• _Aim_
Rewrite the records from the line with "Target: woman's leg" through the end of the records, changing "innermost" to "central" and leaving everything else the same.

• _Records provided_
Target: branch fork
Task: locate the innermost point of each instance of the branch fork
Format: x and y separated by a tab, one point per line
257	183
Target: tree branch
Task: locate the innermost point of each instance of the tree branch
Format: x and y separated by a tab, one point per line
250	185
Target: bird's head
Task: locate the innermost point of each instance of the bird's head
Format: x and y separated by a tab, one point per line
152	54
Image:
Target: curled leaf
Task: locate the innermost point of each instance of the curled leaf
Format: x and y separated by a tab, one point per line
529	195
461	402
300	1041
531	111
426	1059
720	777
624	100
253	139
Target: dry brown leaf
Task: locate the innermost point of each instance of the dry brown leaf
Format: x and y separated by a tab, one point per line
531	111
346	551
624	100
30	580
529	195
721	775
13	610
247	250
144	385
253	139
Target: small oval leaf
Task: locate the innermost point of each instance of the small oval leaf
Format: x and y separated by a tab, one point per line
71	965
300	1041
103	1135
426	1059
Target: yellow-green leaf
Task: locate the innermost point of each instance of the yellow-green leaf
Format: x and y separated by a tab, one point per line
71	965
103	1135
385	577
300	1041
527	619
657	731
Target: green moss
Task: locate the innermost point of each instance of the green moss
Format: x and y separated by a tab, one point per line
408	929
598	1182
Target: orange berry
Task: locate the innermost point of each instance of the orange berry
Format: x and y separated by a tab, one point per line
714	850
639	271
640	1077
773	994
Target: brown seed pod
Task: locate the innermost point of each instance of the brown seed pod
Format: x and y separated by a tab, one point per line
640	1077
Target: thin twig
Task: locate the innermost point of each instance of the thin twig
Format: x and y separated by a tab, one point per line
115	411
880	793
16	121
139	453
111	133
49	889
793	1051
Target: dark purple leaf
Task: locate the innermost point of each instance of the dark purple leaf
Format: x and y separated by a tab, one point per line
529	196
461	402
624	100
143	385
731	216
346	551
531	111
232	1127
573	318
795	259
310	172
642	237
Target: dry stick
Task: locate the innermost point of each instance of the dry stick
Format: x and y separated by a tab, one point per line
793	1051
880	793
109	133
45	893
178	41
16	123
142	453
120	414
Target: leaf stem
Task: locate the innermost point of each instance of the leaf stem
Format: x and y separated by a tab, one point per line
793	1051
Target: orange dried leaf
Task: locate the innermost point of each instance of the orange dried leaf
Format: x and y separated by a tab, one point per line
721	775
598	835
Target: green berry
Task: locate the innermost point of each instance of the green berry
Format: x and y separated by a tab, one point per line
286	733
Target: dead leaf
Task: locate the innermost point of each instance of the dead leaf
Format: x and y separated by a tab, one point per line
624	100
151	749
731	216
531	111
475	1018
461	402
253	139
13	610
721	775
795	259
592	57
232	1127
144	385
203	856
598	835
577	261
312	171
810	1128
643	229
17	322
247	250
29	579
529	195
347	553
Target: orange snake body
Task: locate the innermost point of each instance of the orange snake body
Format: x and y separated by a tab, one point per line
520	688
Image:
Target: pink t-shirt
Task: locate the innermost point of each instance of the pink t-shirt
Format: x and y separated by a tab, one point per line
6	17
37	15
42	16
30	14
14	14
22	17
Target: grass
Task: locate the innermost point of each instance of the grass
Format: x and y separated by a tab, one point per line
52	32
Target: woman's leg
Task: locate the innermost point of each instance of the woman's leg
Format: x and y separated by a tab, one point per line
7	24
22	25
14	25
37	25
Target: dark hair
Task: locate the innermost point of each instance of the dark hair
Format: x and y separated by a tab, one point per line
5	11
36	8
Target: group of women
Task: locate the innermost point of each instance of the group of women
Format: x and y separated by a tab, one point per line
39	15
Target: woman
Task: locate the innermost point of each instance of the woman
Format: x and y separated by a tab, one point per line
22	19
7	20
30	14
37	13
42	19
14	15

• _Reply to the exercise_
Target: woman's leg
Task: locate the central point of each instance of the woman's leg
Format: x and y separated by a tab, one point per line
7	24
22	25
14	25
37	25
Target: dark hair
Task: locate the central point of each instance of the dark hair
Format: x and y separated by a tab, one point per line
5	11
36	8
Target: group of women
Task: locate the central point of each instance of the group of women
Format: x and y separated by a tab, one point per line
39	15
Target: woman
Task: locate the central point of each instance of the woman
Format: x and y separated by a tab, one point per line
22	19
7	20
30	14
37	13
42	19
14	15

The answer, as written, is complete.